* **Excerpted records**:
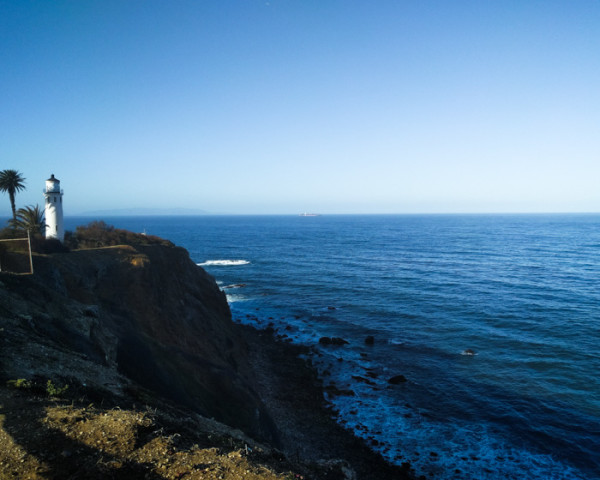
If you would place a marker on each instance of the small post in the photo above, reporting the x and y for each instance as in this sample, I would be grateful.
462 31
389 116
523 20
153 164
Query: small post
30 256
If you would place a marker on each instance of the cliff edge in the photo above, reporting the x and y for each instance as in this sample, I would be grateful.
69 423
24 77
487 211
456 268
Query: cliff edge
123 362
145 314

==

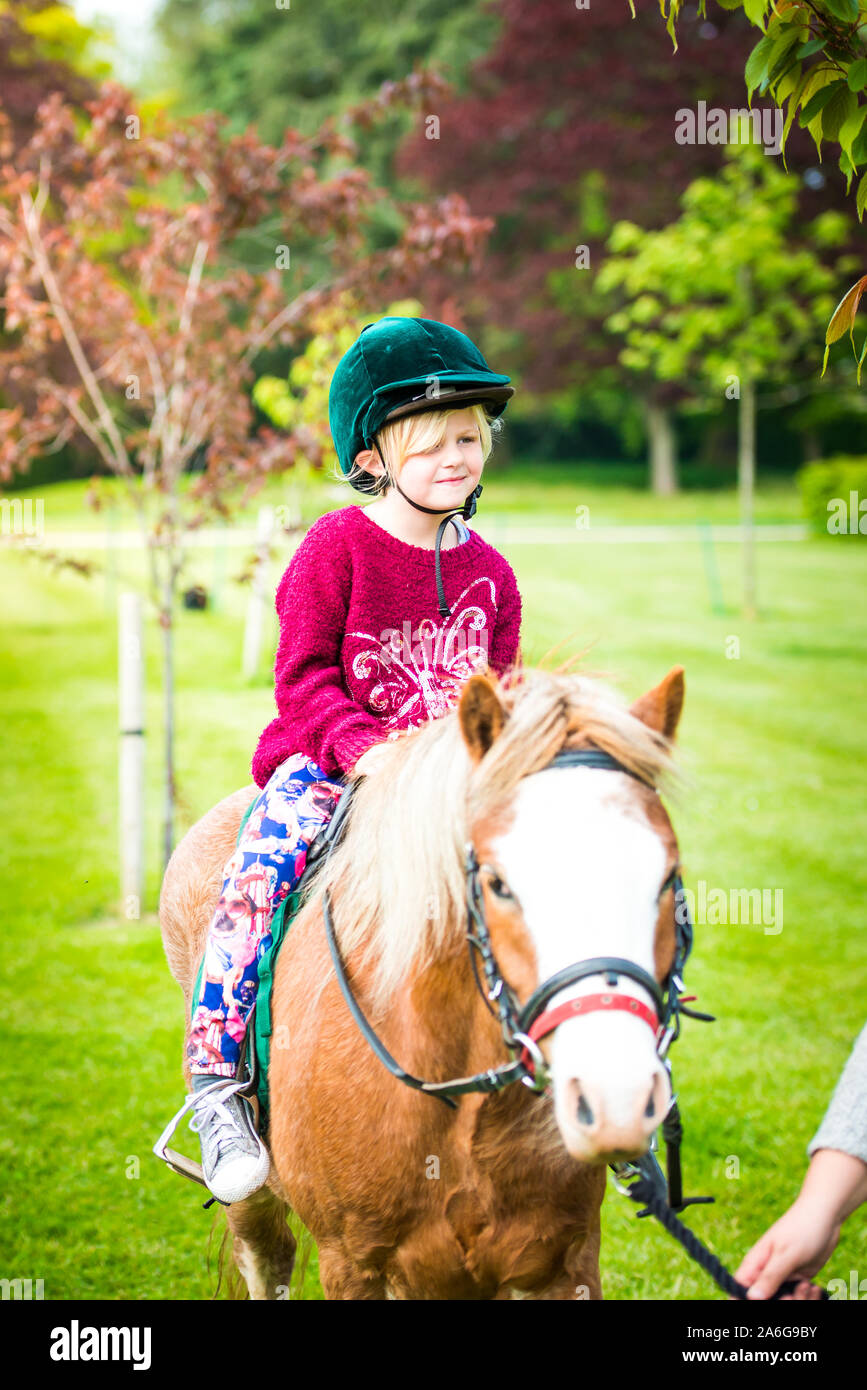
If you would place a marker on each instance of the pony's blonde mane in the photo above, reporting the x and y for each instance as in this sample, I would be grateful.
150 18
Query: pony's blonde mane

* **Exercise**: Show each line of the material that includes the word "pony".

* **Answer space**:
If you would place a marker on each instance of the pony's blonde mane in the photo above, reporting the x and y for each instance as in this sample, I would be grateful.
Query: pony's blonde mane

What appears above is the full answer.